--- START ---
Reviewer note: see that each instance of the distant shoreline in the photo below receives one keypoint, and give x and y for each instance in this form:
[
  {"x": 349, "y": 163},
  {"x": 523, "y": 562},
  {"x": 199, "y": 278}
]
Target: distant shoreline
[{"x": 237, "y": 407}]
--- END ---
TASK BRIEF:
With every line intact, print the records above again.

ANSWER:
Reviewer note: see that each instance of the distant shoreline in the photo below receives one keypoint, and give x and y for each instance in this form:
[
  {"x": 349, "y": 163},
  {"x": 523, "y": 562},
  {"x": 199, "y": 278}
]
Target: distant shoreline
[{"x": 237, "y": 407}]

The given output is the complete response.